How to complete this task
From the records below, output exactly the lines running from the line containing "Target: plant leaf" through the line containing "x=186, y=24", and no others.

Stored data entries

/---

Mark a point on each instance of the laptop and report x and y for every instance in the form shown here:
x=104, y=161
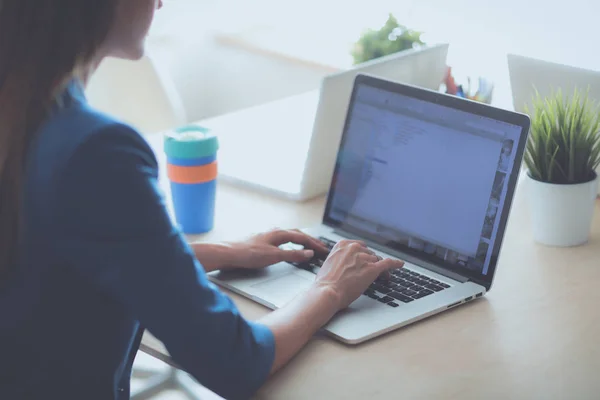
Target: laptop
x=304, y=131
x=528, y=74
x=421, y=176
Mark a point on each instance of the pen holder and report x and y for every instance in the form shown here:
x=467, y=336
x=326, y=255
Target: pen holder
x=192, y=171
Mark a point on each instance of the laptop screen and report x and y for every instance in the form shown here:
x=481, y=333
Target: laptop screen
x=427, y=178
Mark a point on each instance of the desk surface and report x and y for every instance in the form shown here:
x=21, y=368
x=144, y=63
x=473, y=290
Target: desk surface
x=534, y=336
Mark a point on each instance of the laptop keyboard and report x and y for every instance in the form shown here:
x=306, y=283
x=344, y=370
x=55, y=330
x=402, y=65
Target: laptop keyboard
x=402, y=286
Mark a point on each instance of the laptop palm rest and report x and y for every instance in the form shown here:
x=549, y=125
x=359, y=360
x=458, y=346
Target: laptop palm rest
x=279, y=291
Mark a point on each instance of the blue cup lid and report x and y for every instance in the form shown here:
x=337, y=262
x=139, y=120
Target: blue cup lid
x=191, y=141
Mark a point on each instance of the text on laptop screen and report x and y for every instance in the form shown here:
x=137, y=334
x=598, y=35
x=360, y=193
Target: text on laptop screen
x=425, y=176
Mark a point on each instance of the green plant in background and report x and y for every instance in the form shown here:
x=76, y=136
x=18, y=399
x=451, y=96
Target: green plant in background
x=391, y=38
x=564, y=141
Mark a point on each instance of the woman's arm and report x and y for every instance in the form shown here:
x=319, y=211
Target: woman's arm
x=294, y=324
x=112, y=228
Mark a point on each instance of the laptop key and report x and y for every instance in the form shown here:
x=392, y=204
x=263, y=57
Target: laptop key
x=433, y=287
x=386, y=299
x=380, y=288
x=401, y=297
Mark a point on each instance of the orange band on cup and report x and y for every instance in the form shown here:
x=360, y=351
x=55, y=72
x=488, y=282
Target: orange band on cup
x=196, y=174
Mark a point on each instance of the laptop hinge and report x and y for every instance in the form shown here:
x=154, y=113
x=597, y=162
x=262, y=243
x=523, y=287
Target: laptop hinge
x=405, y=257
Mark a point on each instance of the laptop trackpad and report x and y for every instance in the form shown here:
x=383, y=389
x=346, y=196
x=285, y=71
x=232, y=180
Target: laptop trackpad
x=281, y=290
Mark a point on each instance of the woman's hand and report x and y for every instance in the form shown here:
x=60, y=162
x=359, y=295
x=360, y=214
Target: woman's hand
x=259, y=251
x=350, y=268
x=263, y=249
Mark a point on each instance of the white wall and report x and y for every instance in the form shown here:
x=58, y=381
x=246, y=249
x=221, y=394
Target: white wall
x=214, y=76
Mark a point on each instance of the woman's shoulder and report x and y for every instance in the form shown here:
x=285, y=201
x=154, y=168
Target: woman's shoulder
x=85, y=133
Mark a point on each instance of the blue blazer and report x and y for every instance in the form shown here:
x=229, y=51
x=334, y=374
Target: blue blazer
x=99, y=262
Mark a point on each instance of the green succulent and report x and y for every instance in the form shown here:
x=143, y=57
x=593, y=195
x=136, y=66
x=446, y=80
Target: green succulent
x=564, y=140
x=391, y=38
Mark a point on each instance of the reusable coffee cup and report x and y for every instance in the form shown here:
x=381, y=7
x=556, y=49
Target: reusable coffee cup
x=192, y=170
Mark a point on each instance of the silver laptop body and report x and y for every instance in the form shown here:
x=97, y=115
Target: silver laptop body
x=420, y=176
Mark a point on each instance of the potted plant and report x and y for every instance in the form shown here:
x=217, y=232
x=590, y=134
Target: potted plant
x=389, y=39
x=562, y=155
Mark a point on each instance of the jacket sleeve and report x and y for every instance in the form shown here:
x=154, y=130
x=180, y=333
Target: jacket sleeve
x=114, y=230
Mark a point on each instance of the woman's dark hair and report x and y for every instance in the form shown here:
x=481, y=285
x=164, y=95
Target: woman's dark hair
x=43, y=45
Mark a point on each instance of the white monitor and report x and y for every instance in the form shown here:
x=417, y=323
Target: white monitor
x=529, y=74
x=423, y=67
x=288, y=147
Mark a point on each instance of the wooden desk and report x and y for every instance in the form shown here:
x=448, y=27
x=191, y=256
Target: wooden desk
x=534, y=336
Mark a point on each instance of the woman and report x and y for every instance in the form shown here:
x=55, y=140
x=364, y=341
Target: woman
x=88, y=255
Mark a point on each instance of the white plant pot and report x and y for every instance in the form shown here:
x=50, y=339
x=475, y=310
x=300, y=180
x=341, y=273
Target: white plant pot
x=561, y=215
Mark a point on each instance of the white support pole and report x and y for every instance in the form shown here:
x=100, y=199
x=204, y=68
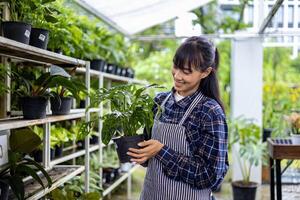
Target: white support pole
x=101, y=84
x=87, y=140
x=246, y=87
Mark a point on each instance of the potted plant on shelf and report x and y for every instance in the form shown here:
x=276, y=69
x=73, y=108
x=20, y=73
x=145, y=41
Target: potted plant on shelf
x=65, y=88
x=247, y=135
x=131, y=110
x=22, y=141
x=294, y=121
x=34, y=93
x=16, y=29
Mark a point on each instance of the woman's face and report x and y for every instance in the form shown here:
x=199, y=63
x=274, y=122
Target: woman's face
x=186, y=82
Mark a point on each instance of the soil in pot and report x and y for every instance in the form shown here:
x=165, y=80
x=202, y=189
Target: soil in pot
x=39, y=38
x=124, y=143
x=62, y=106
x=34, y=107
x=98, y=64
x=18, y=31
x=242, y=191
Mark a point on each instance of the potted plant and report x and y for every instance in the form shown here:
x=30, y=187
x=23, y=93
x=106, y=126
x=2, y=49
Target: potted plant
x=41, y=15
x=22, y=141
x=59, y=136
x=294, y=121
x=247, y=135
x=65, y=88
x=34, y=94
x=16, y=29
x=131, y=110
x=38, y=152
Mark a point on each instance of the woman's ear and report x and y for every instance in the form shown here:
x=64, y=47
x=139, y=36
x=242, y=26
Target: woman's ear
x=206, y=72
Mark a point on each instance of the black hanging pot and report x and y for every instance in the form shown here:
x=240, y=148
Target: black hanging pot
x=243, y=191
x=94, y=139
x=98, y=64
x=110, y=68
x=124, y=143
x=39, y=38
x=59, y=150
x=38, y=155
x=267, y=133
x=18, y=31
x=119, y=71
x=34, y=107
x=4, y=188
x=61, y=106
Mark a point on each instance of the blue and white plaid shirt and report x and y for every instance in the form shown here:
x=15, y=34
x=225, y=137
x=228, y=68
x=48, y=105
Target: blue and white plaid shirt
x=206, y=131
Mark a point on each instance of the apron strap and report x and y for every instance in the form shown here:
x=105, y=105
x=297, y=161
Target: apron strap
x=158, y=114
x=191, y=107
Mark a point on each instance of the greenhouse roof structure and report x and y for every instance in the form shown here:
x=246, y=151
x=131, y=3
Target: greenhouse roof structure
x=131, y=17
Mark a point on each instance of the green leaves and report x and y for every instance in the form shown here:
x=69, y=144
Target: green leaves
x=247, y=135
x=24, y=140
x=131, y=110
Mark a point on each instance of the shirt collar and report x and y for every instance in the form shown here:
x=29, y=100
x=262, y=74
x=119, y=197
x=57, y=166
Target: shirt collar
x=186, y=101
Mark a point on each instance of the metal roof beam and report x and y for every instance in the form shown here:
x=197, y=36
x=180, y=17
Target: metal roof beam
x=270, y=16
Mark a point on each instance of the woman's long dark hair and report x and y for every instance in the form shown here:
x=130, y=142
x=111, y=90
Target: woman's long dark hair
x=199, y=53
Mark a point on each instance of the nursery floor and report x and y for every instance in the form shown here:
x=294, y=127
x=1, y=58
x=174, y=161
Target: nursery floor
x=290, y=192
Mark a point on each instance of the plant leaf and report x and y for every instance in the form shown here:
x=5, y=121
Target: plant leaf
x=24, y=140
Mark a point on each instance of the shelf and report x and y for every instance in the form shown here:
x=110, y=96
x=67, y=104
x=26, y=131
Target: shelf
x=111, y=76
x=119, y=181
x=59, y=174
x=14, y=49
x=77, y=154
x=73, y=155
x=19, y=122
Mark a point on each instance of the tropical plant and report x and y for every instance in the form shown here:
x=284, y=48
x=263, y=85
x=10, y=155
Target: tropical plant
x=37, y=84
x=247, y=135
x=131, y=110
x=22, y=141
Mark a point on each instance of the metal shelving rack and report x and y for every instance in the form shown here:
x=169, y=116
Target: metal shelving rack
x=25, y=53
x=101, y=76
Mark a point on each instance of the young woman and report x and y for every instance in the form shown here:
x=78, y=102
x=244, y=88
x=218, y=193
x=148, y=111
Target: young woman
x=187, y=152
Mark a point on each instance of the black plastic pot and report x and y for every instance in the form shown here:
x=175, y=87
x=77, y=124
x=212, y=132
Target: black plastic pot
x=34, y=107
x=4, y=188
x=39, y=38
x=38, y=155
x=119, y=71
x=124, y=143
x=98, y=64
x=267, y=133
x=110, y=68
x=18, y=31
x=59, y=150
x=130, y=73
x=61, y=107
x=242, y=191
x=80, y=144
x=94, y=139
x=124, y=72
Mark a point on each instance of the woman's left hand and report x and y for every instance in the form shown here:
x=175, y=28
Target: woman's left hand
x=148, y=150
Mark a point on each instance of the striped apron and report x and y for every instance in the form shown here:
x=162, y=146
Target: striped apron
x=157, y=186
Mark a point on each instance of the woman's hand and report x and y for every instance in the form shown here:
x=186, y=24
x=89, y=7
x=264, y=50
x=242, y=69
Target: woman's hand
x=148, y=150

\---

Your solution
Target: plant leaf
x=24, y=140
Mark a point on each instance of the shelf and report x and y for every instance in the form shown here:
x=110, y=96
x=67, y=104
x=26, y=131
Target: shelf
x=111, y=76
x=119, y=181
x=59, y=174
x=14, y=49
x=77, y=154
x=73, y=155
x=19, y=122
Mark a point on each instance of the tropical plant and report x and y for every instance in the form shown here:
x=284, y=48
x=263, y=85
x=10, y=155
Target: tropical plant
x=37, y=84
x=247, y=135
x=131, y=110
x=22, y=141
Mark a point on each instance of the metal shelving rack and report x and y for every instance in the form shown here:
x=169, y=116
Target: metal shelving rack
x=25, y=53
x=101, y=76
Mark a point on each instance of the young woman and report x and y for every instance in the form shown here:
x=78, y=102
x=244, y=88
x=218, y=193
x=148, y=111
Target: young woman
x=187, y=152
Mark a point on each instance of the black plastic pot and report x and y for every instance in the form shown here:
x=175, y=87
x=77, y=124
x=212, y=132
Target: black plastic pot
x=34, y=107
x=4, y=188
x=39, y=38
x=38, y=155
x=119, y=71
x=124, y=143
x=98, y=64
x=267, y=133
x=110, y=68
x=18, y=31
x=59, y=150
x=130, y=73
x=61, y=107
x=242, y=191
x=80, y=144
x=94, y=139
x=124, y=72
Mark a point on each instance of the woman's left hand and report x and y for every instance in the form shown here:
x=175, y=28
Target: woman's left hand
x=148, y=150
Mark a point on each instance of the striped apron and report x and y for every instance in the form shown here:
x=162, y=146
Target: striped apron
x=157, y=186
Mark a point on each instance of the woman's hand and report x and y for every instance in the form shown here:
x=186, y=24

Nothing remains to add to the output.